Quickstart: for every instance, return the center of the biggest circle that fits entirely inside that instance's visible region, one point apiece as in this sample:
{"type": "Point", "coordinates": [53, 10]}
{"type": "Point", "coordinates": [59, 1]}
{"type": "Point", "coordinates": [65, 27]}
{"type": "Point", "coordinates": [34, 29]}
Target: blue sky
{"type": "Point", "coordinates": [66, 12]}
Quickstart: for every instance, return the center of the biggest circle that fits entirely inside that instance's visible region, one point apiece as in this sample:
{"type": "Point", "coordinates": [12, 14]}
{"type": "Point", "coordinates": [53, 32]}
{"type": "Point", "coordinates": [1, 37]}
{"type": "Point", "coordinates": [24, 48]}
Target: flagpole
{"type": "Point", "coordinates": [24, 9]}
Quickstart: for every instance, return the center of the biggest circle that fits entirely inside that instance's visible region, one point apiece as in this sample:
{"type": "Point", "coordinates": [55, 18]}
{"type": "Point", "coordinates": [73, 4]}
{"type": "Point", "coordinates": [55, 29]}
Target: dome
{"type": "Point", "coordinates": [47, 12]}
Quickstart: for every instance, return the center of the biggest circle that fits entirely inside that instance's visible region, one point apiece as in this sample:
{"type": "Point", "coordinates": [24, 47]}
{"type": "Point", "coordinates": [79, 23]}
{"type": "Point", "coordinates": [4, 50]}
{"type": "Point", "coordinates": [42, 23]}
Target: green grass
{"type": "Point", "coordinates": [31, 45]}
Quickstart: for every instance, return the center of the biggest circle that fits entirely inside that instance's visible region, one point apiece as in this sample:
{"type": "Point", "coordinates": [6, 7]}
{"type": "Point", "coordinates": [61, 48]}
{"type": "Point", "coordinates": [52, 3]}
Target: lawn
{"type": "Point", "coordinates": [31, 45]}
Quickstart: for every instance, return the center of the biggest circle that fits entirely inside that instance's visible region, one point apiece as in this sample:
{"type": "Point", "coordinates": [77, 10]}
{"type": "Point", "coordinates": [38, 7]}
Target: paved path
....................
Task directions>
Extract the complete data, matching each line exactly.

Correct result>
Quickstart: for every instance, return the center of the biggest circle that fits entirely inside that instance's visible region, one point apiece as in this sample:
{"type": "Point", "coordinates": [53, 10]}
{"type": "Point", "coordinates": [59, 1]}
{"type": "Point", "coordinates": [65, 27]}
{"type": "Point", "coordinates": [34, 29]}
Target: blue sky
{"type": "Point", "coordinates": [66, 12]}
Quickstart: for every instance, return the center of the biggest circle that fits entirely inside that instance's visible region, one point apiece as in this sample:
{"type": "Point", "coordinates": [12, 14]}
{"type": "Point", "coordinates": [53, 32]}
{"type": "Point", "coordinates": [1, 37]}
{"type": "Point", "coordinates": [24, 48]}
Target: flagpole
{"type": "Point", "coordinates": [24, 9]}
Quickstart: for every instance, return the center of the biggest circle that fits entirely inside that instance's visible region, one point apiece as in this sample:
{"type": "Point", "coordinates": [55, 18]}
{"type": "Point", "coordinates": [73, 4]}
{"type": "Point", "coordinates": [55, 29]}
Target: dome
{"type": "Point", "coordinates": [47, 12]}
Quickstart: for every instance, return the center of the biggest circle that fits entirely inside that instance's visible region, one point apiece as in this sample:
{"type": "Point", "coordinates": [24, 47]}
{"type": "Point", "coordinates": [79, 23]}
{"type": "Point", "coordinates": [4, 50]}
{"type": "Point", "coordinates": [42, 23]}
Target: green grass
{"type": "Point", "coordinates": [31, 45]}
Quickstart: for every instance, return the center of the biggest circle that fits entirely inside that instance's visible region, one point apiece as in this sample:
{"type": "Point", "coordinates": [6, 7]}
{"type": "Point", "coordinates": [61, 48]}
{"type": "Point", "coordinates": [52, 3]}
Target: lawn
{"type": "Point", "coordinates": [31, 45]}
Quickstart: for every instance, return the center of the biggest circle that fits entirely inside that instance's visible region, one point apiece as in this sample:
{"type": "Point", "coordinates": [77, 10]}
{"type": "Point", "coordinates": [38, 7]}
Target: paved path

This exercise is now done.